I had always dreamt of seeing this planet's rarest primates for myself, and this dream was becoming increasingly urgent with the knowledge that they may only have a few years left: with fewer than seven hundred mountain gorillas and only a few thousand orangutans left in the wild, time is running out for our close cousins. I decided to take a trip across two continents, top and tailed by big hairy monkeys.
The endangered orangutan lives only on two Southeast Asian islands, Sumatra and Borneo. Its population has decreased by eighty percent in the last twenty years alone. Incredibly vulnerable to habitat loss, the orangutan's future looks bleak as Indonesia's rapid development and accompanying deforestation continues apace.
Around half of the world's few remaining mountain gorillas inhabit the remote Virunga mountains. The Virungas are a strip of forest-clad volcanoes, spanning Uganda, Rwanda and Democratic Republic of Congo. These countries have hardly been famed for their stability in recent times, and in the ongoing battles the gorilla population is also suffering casualties, as guerrilla bands hideout in the national parks.
Visiting these two endangered species would be two very different experiences. Whilst trekking to the remote mountain gorilla is one of the world's ultimate eco-tourism experiences, semi-wild populations of orangutans are accessible only a few hours north of Sumatra's major city, Medan.
Costing $500, a gorilla trekking permit entitles you to one hour with the gorillas, assuming you find them at all. This will probably be the single most expensive activity that I will ever undertake. In contrast, entry to see the orangutans will set you back only £3. This relatively small entry fee is positive, as it permits access for local people and encourages their crucial participation in conservation projects. It is vital in helping to spread an understanding of the importance of protecting these majestic creatures, with whom we share 97% of our DNA. However, there seemed little to prevent tourists misbehaving, using flash photography, hand-feeding the animals, or trying to touch them.
A number of feeding platforms have been established in the rainforest near the village of Bukit Lewang, which are visited by wild and semi-wild rehabilitated orangutans. A small knot of local tourists had braved the monsoon rains with us, and waited behind a low wooden fence near the platform. Soon, a number of adults emerged from the forest all around, clambering through the treetops.
Some appeared more comfortable around people than others. The tamest sat comfortably on the platform, staring defiantly back at the tourists snapping photos of them. One in particular seemed adept at adopting the most photogenic poses, hanging King-Louis-like from creepers, before reaching a hand out toward the nearest person for a banana. Others were more suspicious and retreated well-away from us to enjoy their loot.

┄┄┄┄┄┄

Work required
Reproduce the passage on orangutans and mountain gorillas from "A number of feeding" to "enjoy their loot.", word for word.

(Image-grounded pointing data)
┄┄┄┄┄┄

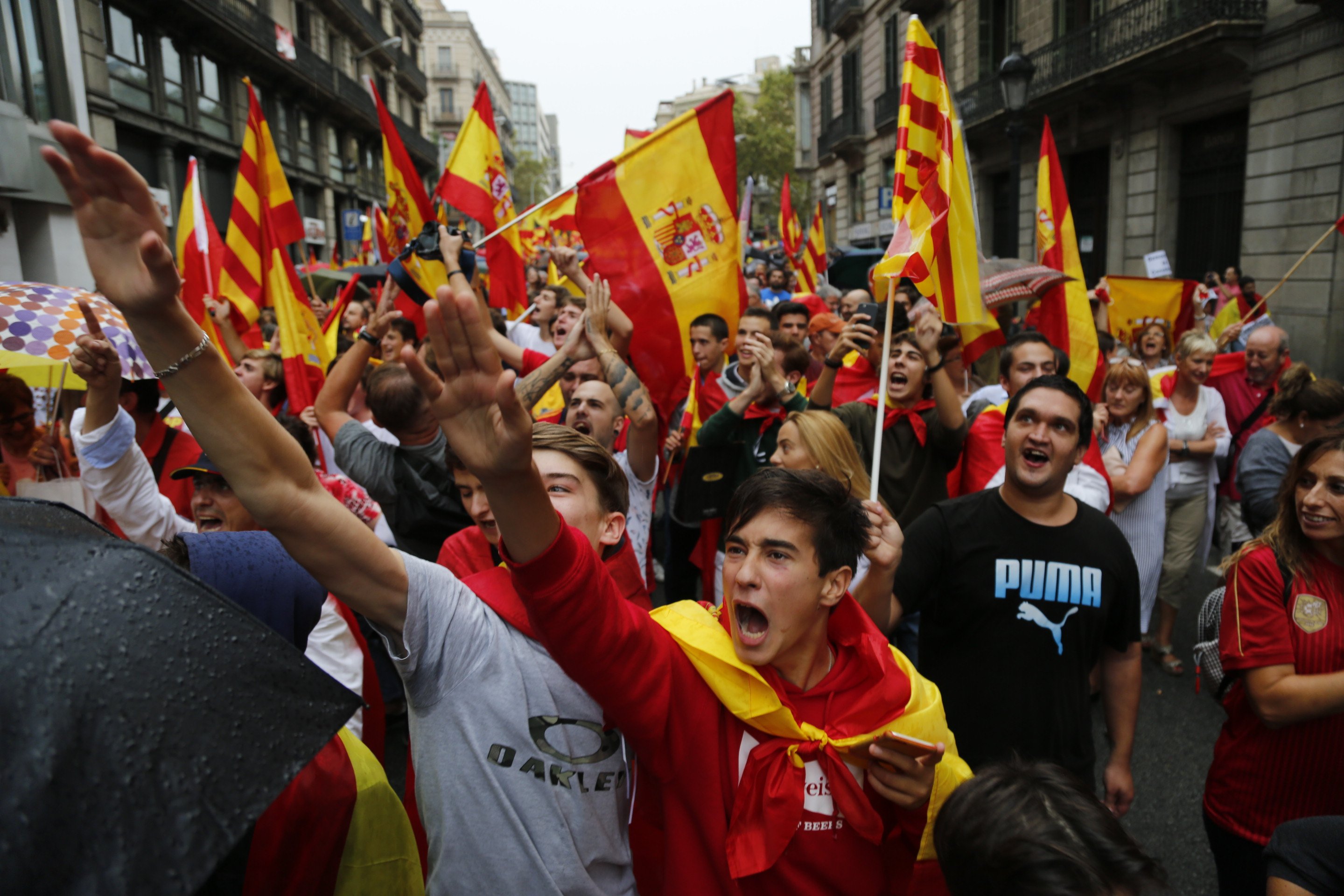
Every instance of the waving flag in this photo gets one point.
(791, 234)
(474, 181)
(260, 189)
(408, 204)
(201, 254)
(1064, 315)
(658, 221)
(935, 239)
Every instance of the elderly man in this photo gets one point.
(1248, 392)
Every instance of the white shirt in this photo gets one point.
(639, 519)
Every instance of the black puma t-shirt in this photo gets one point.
(1014, 617)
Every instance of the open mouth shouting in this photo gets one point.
(753, 625)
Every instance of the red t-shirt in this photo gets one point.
(693, 750)
(1265, 777)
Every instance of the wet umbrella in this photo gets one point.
(146, 723)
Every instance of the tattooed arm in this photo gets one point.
(642, 438)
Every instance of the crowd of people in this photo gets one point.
(685, 652)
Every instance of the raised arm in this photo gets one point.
(344, 377)
(643, 436)
(124, 241)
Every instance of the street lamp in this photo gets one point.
(1015, 74)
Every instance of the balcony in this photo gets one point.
(843, 136)
(886, 108)
(843, 16)
(1140, 30)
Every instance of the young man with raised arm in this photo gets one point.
(521, 786)
(742, 722)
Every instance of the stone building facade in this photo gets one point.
(1210, 129)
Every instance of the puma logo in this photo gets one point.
(1030, 613)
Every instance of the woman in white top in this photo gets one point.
(1197, 433)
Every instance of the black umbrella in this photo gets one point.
(146, 721)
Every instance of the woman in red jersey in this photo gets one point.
(1279, 754)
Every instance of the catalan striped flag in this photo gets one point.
(261, 187)
(201, 254)
(474, 181)
(935, 239)
(659, 224)
(408, 203)
(791, 234)
(813, 262)
(1064, 315)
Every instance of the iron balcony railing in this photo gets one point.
(1126, 33)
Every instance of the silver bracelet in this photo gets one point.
(186, 359)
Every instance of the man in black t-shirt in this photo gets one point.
(1022, 589)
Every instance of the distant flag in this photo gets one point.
(260, 187)
(474, 181)
(658, 222)
(1064, 315)
(408, 204)
(201, 254)
(935, 239)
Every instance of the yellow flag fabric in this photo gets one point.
(741, 688)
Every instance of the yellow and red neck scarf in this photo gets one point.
(769, 801)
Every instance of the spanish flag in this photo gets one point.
(791, 234)
(935, 239)
(261, 187)
(201, 254)
(474, 181)
(408, 204)
(813, 253)
(1137, 303)
(1064, 315)
(659, 224)
(301, 343)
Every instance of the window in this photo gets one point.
(210, 100)
(857, 198)
(127, 62)
(335, 164)
(175, 93)
(307, 151)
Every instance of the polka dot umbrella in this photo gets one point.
(39, 324)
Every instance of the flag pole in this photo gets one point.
(1291, 271)
(503, 227)
(882, 392)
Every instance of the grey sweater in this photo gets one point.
(1260, 470)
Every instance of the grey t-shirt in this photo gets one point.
(519, 788)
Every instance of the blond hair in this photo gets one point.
(830, 444)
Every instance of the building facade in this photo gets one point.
(457, 62)
(41, 78)
(164, 84)
(1210, 129)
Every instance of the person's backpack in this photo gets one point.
(1207, 658)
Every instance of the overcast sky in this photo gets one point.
(602, 66)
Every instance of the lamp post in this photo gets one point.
(1015, 74)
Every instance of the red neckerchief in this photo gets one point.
(908, 413)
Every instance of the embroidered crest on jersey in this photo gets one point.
(1311, 613)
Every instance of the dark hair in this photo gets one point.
(394, 398)
(791, 308)
(1021, 339)
(1059, 385)
(406, 329)
(718, 327)
(820, 502)
(1030, 829)
(301, 434)
(763, 312)
(1300, 392)
(146, 392)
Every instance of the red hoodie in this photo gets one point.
(693, 751)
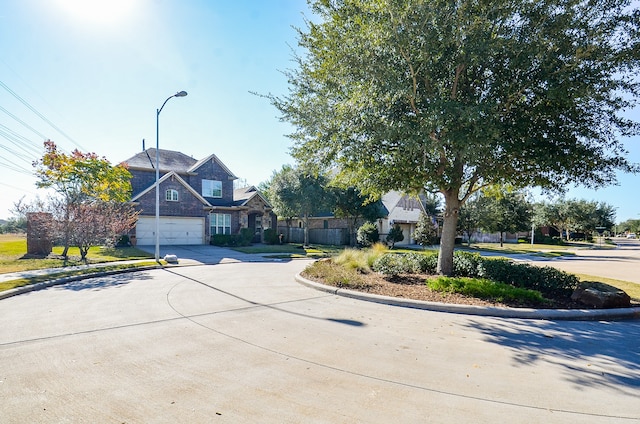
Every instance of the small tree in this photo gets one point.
(79, 179)
(395, 235)
(426, 232)
(368, 234)
(506, 212)
(100, 223)
(351, 205)
(297, 192)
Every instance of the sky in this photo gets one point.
(90, 74)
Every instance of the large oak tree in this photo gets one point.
(454, 95)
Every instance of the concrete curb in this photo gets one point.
(524, 313)
(63, 280)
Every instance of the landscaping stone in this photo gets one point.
(600, 295)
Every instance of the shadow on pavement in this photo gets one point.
(607, 351)
(209, 255)
(103, 282)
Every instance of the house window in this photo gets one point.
(211, 188)
(220, 223)
(171, 195)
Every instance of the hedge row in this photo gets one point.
(547, 280)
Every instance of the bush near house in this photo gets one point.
(367, 234)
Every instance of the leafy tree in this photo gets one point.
(508, 212)
(295, 192)
(395, 235)
(453, 96)
(470, 215)
(351, 205)
(426, 232)
(629, 226)
(79, 179)
(99, 222)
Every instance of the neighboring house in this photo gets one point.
(197, 200)
(403, 210)
(399, 209)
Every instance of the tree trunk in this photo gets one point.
(448, 236)
(306, 230)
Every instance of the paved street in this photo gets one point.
(242, 342)
(622, 263)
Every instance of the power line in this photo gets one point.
(24, 124)
(8, 164)
(19, 141)
(40, 115)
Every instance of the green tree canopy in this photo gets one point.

┄┄┄┄┄┄

Task output
A number of feeding platforms have been established in the rainforest near the village of Bukit Lewang, which are visited by wild and semi-wild rehabilitated orangutans. A small knot of local tourists had braved the monsoon rains with us, and waited behind a low wooden fence near the platform. Soon, a number of adults emerged from the forest all around, clambering through the treetops.
Some appeared more comfortable around people than others. The tamest sat comfortably on the platform, staring defiantly back at the tourists snapping photos of them. One in particular seemed adept at adopting the most photogenic poses, hanging King-Louis-like from creepers, before reaching a hand out toward the nearest person for a banana. Others were more suspicious and retreated well-away from us to enjoy their loot.